:: TEXT SECTION
In theory anyway, what actually happens as often as not is that the Fighter in the party hems and haws over his Battlemaster maneuvers while rolling attacks and damage separately most of the time.

But gosh darn, whiz-bang-kapow do I roll attacks quickly when I play as a PC, let me tell you! Rolling for large groups of mooks sure gives you the quick-roll with practice.

BoringInfoGuy
2017-02-25, 04:44 AM
One of the nice things about 5e is being able to break up your move action. Stab the foe in front of you, move to the lever, flip the lever, move to the next foe, and attack, back out of fireball range. (Attack, move 10ft, object interaction, move 5 ft, bonus action to off hand attack, move 15ft).

Handling each attack individually gives you the ability to have such dynamic turns, altering your turn depending on how the dice falls. Rolling all the attacks together, unless you plan on moving would - in my opinion - keep people in the attack move / move attack mindset of previous editions.

To keep the number of rolls down, the attack and damage dice can be rolled together. If the attack hits, you already have the damage rolled. If it misses, you can ignore the damage, or use it to flavor the action description.

"Your feeble blow is knocked aside with a contemptuous smirk," for a low damage miss

vs

"You find your opening, striking hard and fast at the suddenly vulnerable neck of your foe. At the last moment, the creature stumbles back, narrowly avoiding decapitation. The creature eyes go wide in fear". High damage rolled on an attack that barely missed.

Tanarii
2017-02-25, 09:33 AM
One of the nice things about 5e is being able to break up your move action. Stab the foe in front of you, move to the lever, flip the lever, move to the next foe, and attack, back out of fireball range. (Attack, move 10ft, object interaction, move 5 ft, bonus action to off hand attack, move 15ft).
::::
## PROBLEM 1
In the forum discussion, what can be rolled together to keep the number of rolls down?
## PROBLEM 2
Restate the passage of the forum discussion that opens with the words containing "In theory anyway, what" and closes with "quick-roll with practice.", renaming "Fighter" as "Rogue".
:: DATA LINES
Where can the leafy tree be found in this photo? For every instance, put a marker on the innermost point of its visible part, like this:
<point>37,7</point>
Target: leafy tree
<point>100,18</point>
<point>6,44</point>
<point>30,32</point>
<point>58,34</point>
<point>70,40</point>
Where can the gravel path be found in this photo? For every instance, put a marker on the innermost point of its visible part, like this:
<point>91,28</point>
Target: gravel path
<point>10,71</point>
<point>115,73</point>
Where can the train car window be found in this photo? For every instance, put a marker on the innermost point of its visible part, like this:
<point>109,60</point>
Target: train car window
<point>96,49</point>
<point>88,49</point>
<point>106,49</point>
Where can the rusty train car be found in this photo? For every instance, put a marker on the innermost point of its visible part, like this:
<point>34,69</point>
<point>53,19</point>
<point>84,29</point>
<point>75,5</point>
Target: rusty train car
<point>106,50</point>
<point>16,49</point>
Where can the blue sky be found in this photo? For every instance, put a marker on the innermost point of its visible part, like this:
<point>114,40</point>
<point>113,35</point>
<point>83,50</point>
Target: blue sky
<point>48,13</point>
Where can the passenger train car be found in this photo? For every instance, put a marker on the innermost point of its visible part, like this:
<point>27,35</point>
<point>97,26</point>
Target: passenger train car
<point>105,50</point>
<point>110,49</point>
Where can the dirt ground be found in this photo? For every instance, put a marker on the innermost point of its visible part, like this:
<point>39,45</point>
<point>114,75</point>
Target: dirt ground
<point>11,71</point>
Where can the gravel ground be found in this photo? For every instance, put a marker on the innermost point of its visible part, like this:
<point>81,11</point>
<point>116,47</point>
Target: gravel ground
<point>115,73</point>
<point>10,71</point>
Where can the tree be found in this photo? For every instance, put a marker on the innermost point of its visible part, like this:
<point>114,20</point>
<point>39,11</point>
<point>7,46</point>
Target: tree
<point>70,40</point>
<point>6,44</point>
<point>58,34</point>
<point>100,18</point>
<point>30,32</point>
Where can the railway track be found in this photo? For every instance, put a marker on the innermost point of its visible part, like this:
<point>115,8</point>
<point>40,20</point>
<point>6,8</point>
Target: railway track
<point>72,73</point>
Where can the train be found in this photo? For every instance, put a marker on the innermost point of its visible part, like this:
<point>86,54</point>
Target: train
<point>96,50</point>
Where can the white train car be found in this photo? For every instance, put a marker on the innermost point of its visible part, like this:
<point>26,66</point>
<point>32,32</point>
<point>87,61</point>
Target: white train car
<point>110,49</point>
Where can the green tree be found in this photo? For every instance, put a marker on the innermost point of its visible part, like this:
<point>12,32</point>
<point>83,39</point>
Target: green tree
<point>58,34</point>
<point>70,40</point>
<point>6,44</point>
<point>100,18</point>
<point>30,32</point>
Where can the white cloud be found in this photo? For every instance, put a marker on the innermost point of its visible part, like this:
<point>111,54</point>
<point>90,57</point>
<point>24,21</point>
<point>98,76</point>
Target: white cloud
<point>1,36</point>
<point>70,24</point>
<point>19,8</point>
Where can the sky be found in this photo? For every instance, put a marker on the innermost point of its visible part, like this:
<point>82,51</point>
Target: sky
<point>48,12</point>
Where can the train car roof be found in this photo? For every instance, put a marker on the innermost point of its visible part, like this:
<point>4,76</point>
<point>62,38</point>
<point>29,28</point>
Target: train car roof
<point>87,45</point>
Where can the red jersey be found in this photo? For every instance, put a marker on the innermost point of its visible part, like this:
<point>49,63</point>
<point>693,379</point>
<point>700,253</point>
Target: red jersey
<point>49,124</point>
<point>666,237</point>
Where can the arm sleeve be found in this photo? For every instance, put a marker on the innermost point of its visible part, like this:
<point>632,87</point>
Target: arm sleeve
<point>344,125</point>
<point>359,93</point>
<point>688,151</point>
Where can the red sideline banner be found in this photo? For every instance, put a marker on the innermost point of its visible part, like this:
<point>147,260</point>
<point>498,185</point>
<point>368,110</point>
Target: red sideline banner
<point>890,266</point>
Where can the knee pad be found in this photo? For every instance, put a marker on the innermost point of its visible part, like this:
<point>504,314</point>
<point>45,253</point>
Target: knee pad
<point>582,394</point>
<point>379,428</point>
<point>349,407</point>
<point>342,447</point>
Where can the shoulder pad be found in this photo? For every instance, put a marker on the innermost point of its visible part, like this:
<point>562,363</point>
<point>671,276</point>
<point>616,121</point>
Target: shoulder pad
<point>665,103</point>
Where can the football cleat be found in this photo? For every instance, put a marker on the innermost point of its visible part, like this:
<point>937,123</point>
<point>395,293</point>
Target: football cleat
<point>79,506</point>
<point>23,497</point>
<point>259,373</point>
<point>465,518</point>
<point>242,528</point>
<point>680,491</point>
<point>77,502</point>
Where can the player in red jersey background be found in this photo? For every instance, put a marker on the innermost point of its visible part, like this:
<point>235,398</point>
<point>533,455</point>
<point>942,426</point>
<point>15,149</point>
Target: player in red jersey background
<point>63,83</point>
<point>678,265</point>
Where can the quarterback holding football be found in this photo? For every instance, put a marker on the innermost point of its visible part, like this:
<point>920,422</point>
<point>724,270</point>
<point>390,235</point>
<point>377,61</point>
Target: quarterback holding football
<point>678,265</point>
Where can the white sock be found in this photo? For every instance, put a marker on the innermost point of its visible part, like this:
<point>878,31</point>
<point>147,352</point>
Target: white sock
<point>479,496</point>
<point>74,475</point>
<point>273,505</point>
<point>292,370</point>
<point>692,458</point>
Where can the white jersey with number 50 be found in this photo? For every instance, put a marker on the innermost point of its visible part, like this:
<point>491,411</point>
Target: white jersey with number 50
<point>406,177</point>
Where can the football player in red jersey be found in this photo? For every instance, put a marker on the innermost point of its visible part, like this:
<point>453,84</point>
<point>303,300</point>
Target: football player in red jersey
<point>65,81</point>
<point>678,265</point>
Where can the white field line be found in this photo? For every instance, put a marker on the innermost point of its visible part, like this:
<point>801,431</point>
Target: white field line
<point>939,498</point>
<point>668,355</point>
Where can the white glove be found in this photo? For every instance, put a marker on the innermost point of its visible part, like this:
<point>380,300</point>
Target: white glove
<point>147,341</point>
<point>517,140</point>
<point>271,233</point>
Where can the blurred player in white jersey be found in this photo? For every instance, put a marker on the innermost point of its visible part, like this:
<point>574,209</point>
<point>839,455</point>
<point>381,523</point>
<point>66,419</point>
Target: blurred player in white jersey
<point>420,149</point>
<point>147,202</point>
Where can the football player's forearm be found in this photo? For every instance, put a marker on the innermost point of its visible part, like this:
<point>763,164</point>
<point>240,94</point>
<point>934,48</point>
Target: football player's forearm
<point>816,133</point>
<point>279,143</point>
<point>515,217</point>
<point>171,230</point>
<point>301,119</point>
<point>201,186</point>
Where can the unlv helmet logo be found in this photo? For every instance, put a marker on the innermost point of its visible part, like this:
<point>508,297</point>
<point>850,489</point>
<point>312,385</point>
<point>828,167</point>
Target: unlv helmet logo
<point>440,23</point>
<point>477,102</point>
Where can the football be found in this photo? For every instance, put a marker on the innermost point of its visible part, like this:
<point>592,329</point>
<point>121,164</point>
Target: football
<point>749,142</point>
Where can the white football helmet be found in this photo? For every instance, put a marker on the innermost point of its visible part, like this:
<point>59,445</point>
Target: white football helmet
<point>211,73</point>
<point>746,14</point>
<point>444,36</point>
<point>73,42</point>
::::
## FINAL RESULT 1
The attack and damage dice.

## FINAL RESULT 2
In theory anyway, what actually happens as often as not is that the Rogue in the party hems and haws over his Battlemaster maneuvers while rolling attacks and damage separately most of the time.

But gosh darn, whiz-bang-kapow do I roll attacks quickly when I play as a PC, let me tell you! Rolling for large groups of mooks sure gives you the quick-roll with practice.